(Provided data Opens)

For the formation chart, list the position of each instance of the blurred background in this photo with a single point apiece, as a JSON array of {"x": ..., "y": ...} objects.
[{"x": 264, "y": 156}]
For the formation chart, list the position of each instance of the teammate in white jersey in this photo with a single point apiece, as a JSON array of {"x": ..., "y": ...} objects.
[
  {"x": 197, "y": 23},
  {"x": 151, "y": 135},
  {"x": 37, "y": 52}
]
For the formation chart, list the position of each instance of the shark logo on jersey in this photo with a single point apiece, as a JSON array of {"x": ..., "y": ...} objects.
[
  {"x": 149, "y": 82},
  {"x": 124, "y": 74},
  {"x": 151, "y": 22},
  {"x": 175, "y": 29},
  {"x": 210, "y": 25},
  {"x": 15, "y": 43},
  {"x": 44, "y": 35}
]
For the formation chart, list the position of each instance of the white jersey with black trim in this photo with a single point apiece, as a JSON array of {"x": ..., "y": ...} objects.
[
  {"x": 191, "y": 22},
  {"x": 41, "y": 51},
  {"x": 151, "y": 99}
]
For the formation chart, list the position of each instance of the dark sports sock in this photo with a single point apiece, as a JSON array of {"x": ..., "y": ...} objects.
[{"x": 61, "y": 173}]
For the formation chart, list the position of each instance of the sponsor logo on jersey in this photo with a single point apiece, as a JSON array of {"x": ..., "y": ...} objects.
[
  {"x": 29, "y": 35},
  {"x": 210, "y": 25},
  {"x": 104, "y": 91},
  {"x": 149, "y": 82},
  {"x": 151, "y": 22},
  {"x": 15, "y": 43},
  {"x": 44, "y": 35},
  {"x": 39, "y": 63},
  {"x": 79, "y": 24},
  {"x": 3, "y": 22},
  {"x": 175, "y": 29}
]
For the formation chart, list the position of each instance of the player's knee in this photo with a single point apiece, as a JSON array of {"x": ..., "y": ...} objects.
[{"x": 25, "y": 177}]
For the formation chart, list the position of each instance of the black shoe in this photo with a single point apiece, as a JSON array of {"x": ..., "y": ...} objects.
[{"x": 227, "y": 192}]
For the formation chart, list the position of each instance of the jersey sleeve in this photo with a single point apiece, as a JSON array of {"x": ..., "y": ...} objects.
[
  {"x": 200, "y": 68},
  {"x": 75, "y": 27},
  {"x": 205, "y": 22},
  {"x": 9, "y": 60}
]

(Provided data Closes)

# Work request:
Quote, without alteration, the final stretch of the entries: the line with "of the shark" onward to the last line.

# Result for this task:
For the formation chart, list the position of each instance of the shark logo on jersey in this photo with a single point apiece, as a JSON array of {"x": ..., "y": ...} objects.
[
  {"x": 149, "y": 82},
  {"x": 124, "y": 74},
  {"x": 151, "y": 22},
  {"x": 175, "y": 29},
  {"x": 210, "y": 25},
  {"x": 15, "y": 43},
  {"x": 44, "y": 35}
]
For the formation chart, list the position of each instance of the white jersey with black trim in this photo with a single point apiece, as a JSON array of {"x": ..., "y": ...} objects.
[
  {"x": 191, "y": 22},
  {"x": 41, "y": 51},
  {"x": 151, "y": 99}
]
For the formation chart, list the position of each instance of the dark sports sock in this photo with a single point apiece, as a JSON array of {"x": ..., "y": ...} objects.
[{"x": 61, "y": 173}]
For the formation chart, list the position of each instance of the sponsor logo on jersey in this photo with a single point apiece, as a JSON array of {"x": ..., "y": ...} objects.
[
  {"x": 29, "y": 35},
  {"x": 210, "y": 25},
  {"x": 104, "y": 91},
  {"x": 149, "y": 82},
  {"x": 151, "y": 22},
  {"x": 15, "y": 43},
  {"x": 44, "y": 35},
  {"x": 39, "y": 63},
  {"x": 79, "y": 24},
  {"x": 3, "y": 22},
  {"x": 175, "y": 29}
]
For the formation chart, list the position of each instance of the player's knee in this photo with a single point apiece, as a JSON array of {"x": ..., "y": ...} objects.
[{"x": 25, "y": 177}]
For the formation chart, list the position of each instance of the black shoe in this photo with a single point apiece, as a JSON array of {"x": ..., "y": ...} objects.
[{"x": 227, "y": 192}]
For the formation chart, list the position of each instance of the jersey sleeve in this photo with a single point apiece, as a JSON array of {"x": ..., "y": ...} objects.
[
  {"x": 200, "y": 68},
  {"x": 75, "y": 27},
  {"x": 205, "y": 22},
  {"x": 9, "y": 60}
]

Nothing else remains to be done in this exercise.